# Set of tasks
A – Reproduce the passage from the H. pylori study listing below that opens with the words containing "Recruitment status was:  Recruiting" and closes with "in this cohort.".
B – Pick up the H. pylori eradication study description below right after its final sentence and keep writing it.

# Passage shown
The safety and scientific validity of this study is the responsibility of the study sponsor and investigators. Listing a study does not mean it has been evaluated by the U.S. Federal Government. Read our disclaimer for details. Identifier: NCT00155389
Recruitment Status : Unknown
Verified July 2012 by National Taiwan University Hospital.
Recruitment status was:  Recruiting
First Posted : September 12, 2005
Last Update Posted : November 14, 2012
Information provided by (Responsible Party):
National Taiwan University Hospital

Brief Summary:
Based on a universal eradication of H. pylori in an offshore island (Matsu) with a high prevalence of gastric cancer as well as premalignant gastric lesion, we first examined the infection rate of H. pylori. Secondly, we evaluated the efficacy of clarithromycin-based triple therapy with a levofloxacin-based rescue treatment. And thirdly, we tested the hypothesis that whether the cure of H. pylori can reverse the premalignant gastric lesion. Fourth, we determine the cost-effectiveness of this intervention. The gene-environment interaction will be addressed regarding gastric cancer carcinogenesis. Finally, the incident rate of gastric cancer would be followed in this cohort.

Condition or disease Intervention/treatment Phase
Helicobacter Pylori Infection Drug: Helicobacter pylori eradication Phase 4

Detailed Description:

Despite the decline of global incidence, gastric cancer still affects public health substantially due to the considerable medical burden in the treatment of disease at the symptomatic stage. This fact has prompted clinicians to extend their attention from the multidisciplinary therapies to the design of preventive strategies. Gastric cancer development follows a carcinogenic process from non-atrophic gastritis, atrophic gastritis, intestinal metaplasia, dysplasia, and eventually to the adenocarcinoma. Helicobacter pylori (H. pylori) infection triggers this carcinogenic cascade and its eradication is currently the most reliable regimen to arrest the histologic progression in order to prevent gastric cancer. Emerging data have suggested that the benefit of H. pylori treatment earlier in the course of infection is larger and cannot be outweighed by a disfavored discount rate as a result of different time horizons between early treatment and later benefit of averting advanced cancer.

# Provided data
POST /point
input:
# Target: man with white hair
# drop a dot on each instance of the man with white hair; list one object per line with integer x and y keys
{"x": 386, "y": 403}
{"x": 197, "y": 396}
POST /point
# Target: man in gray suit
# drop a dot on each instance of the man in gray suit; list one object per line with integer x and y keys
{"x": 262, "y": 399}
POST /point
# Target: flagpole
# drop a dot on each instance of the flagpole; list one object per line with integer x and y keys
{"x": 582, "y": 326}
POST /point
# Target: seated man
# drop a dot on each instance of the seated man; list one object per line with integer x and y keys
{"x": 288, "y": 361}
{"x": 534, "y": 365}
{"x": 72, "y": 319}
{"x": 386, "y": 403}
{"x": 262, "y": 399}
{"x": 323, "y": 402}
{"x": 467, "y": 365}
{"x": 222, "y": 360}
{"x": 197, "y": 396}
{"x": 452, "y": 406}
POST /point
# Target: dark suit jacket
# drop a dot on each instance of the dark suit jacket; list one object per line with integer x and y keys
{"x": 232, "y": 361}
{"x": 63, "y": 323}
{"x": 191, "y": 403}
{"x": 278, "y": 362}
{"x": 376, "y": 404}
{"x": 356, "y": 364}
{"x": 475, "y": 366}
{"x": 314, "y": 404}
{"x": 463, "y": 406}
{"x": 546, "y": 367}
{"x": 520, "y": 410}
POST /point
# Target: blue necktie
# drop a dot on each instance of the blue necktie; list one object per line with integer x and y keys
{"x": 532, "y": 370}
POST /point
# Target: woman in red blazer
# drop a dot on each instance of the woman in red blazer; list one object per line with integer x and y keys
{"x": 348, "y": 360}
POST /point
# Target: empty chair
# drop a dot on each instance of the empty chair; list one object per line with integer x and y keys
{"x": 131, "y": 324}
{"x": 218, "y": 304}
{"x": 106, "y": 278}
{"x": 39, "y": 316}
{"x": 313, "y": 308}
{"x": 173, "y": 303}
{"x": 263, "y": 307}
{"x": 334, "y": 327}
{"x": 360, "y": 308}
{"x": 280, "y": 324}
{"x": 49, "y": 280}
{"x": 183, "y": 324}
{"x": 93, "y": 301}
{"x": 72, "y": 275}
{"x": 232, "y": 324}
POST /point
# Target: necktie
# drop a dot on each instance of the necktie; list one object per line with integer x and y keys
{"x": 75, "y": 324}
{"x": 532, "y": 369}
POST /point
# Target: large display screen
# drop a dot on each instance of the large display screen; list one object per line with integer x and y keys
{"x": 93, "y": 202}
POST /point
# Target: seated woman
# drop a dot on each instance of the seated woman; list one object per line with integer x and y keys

# Solved tasks
A –
Recruitment status was:  Recruiting
First Posted : September 12, 2005
Last Update Posted : November 14, 2012
Information provided by (Responsible Party):
National Taiwan University Hospital

Brief Summary:
Based on a universal eradication of H. pylori in an offshore island (Matsu) with a high prevalence of gastric cancer as well as premalignant gastric lesion, we first examined the infection rate of H. pylori. Secondly, we evaluated the efficacy of clarithromycin-based triple therapy with a levofloxacin-based rescue treatment. And thirdly, we tested the hypothesis that whether the cure of H. pylori can reverse the premalignant gastric lesion. Fourth, we determine the cost-effectiveness of this intervention. The gene-environment interaction will be addressed regarding gastric cancer carcinogenesis. Finally, the incident rate of gastric cancer would be followed in this cohort.

B –
In the Asia-Pacific area, however, virulent strains of H. pylori infection are highly prevalent and premalignant gastric lesions may have already developed at the take-off age of active intervention. Our current knowledge remains limited in answering whether H. pylori eradication can regress these premalignant lesions and if so, what determinant can contribute to a positive response is unknown. The concept of "a point of no return" suggests that the benefit of H. pylori eradication may diminish at later stages when many types of molecular damage become irreversible. Several population-based studies, in contrast, found that the premalignant gastric lesions were potentially reversible given a sufficiently long duration free from infection. The inconsistence may reflect the facts that studies with adequate sample size and long enough follow-up are rarely available and that some important factors, such as the variation in host susceptibility to disease and dietary exposure to carcinogens, are difficult to be measured but they are likely to confound the results.

Therefore, the present study was to:

  1. Determine the efficacy of a novel regimen to treat the H. pylori infection in the general population.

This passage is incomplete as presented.